## BEGIN Supplied material

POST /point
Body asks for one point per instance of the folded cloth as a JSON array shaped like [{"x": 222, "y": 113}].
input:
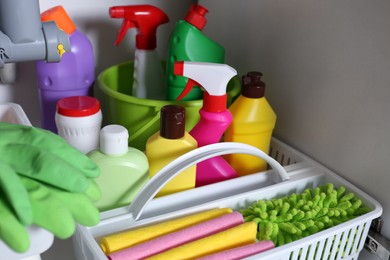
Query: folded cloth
[
  {"x": 178, "y": 238},
  {"x": 240, "y": 235},
  {"x": 241, "y": 252},
  {"x": 118, "y": 241}
]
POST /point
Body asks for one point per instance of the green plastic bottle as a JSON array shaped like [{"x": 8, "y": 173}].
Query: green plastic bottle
[
  {"x": 124, "y": 170},
  {"x": 188, "y": 43}
]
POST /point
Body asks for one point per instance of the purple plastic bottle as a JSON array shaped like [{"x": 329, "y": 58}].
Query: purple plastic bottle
[
  {"x": 74, "y": 75},
  {"x": 215, "y": 118}
]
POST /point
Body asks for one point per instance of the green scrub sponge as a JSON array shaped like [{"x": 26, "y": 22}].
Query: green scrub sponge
[{"x": 295, "y": 216}]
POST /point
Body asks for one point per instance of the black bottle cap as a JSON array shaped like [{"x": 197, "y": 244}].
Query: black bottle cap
[
  {"x": 172, "y": 122},
  {"x": 252, "y": 86}
]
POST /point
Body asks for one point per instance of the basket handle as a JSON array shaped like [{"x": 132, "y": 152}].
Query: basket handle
[{"x": 191, "y": 158}]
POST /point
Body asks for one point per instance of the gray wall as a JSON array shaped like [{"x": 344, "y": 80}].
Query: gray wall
[{"x": 326, "y": 65}]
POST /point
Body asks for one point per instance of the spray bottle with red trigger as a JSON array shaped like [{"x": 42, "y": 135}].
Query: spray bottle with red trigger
[
  {"x": 149, "y": 78},
  {"x": 215, "y": 118}
]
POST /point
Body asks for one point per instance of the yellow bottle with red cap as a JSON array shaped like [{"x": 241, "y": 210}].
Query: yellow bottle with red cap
[{"x": 253, "y": 123}]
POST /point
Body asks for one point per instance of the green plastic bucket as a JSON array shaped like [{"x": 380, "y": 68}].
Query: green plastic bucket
[{"x": 141, "y": 116}]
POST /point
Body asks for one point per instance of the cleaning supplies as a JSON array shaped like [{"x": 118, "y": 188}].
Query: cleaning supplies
[
  {"x": 243, "y": 234},
  {"x": 78, "y": 120},
  {"x": 74, "y": 75},
  {"x": 149, "y": 78},
  {"x": 215, "y": 118},
  {"x": 188, "y": 43},
  {"x": 253, "y": 123},
  {"x": 118, "y": 241},
  {"x": 124, "y": 170},
  {"x": 295, "y": 216},
  {"x": 169, "y": 143},
  {"x": 241, "y": 252},
  {"x": 178, "y": 238}
]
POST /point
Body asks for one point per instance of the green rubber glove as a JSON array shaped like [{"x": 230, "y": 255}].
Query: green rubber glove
[
  {"x": 15, "y": 193},
  {"x": 43, "y": 156},
  {"x": 12, "y": 232},
  {"x": 58, "y": 211}
]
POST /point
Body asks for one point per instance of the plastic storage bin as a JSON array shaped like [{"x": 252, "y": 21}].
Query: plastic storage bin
[
  {"x": 41, "y": 240},
  {"x": 343, "y": 241}
]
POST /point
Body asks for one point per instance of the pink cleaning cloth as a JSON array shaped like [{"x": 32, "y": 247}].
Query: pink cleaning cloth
[
  {"x": 241, "y": 252},
  {"x": 179, "y": 237}
]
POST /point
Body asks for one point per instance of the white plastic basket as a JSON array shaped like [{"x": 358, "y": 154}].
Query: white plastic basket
[{"x": 343, "y": 241}]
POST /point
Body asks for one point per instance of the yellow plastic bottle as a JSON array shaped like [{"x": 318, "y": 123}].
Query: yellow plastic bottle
[
  {"x": 253, "y": 123},
  {"x": 169, "y": 143}
]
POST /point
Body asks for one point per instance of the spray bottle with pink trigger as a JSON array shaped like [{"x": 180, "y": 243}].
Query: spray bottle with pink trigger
[
  {"x": 149, "y": 78},
  {"x": 215, "y": 118}
]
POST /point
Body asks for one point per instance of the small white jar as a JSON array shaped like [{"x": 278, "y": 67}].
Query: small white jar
[{"x": 78, "y": 120}]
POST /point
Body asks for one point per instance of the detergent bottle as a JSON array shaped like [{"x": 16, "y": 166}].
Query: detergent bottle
[
  {"x": 253, "y": 123},
  {"x": 123, "y": 169},
  {"x": 215, "y": 118},
  {"x": 169, "y": 143},
  {"x": 188, "y": 43},
  {"x": 149, "y": 78},
  {"x": 74, "y": 75}
]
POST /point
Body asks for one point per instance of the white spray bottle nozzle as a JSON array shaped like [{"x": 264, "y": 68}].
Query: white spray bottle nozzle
[{"x": 212, "y": 77}]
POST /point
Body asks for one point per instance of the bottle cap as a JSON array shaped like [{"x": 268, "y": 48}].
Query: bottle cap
[
  {"x": 114, "y": 140},
  {"x": 60, "y": 17},
  {"x": 196, "y": 16},
  {"x": 252, "y": 85},
  {"x": 172, "y": 122},
  {"x": 78, "y": 106}
]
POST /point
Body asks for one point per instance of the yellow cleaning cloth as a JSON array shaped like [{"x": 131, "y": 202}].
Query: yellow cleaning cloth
[
  {"x": 240, "y": 235},
  {"x": 129, "y": 238}
]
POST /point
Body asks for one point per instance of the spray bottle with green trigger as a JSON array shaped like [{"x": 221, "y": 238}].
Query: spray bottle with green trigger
[
  {"x": 149, "y": 78},
  {"x": 215, "y": 118}
]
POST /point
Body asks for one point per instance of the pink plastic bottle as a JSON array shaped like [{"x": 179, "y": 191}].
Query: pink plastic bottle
[{"x": 215, "y": 118}]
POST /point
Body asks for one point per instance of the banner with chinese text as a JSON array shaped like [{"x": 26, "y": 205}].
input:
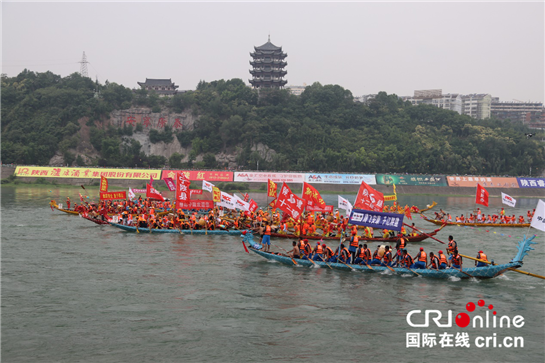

## END Supplied material

▸ **Required task**:
Extract every line of the data above that contains the string "sponge". The match is case-sensitive.

▸ **Correct answer**:
Body asks for one point per instance of the green scrub sponge as a JSON array shaped like [{"x": 26, "y": 22}].
Query: green scrub sponge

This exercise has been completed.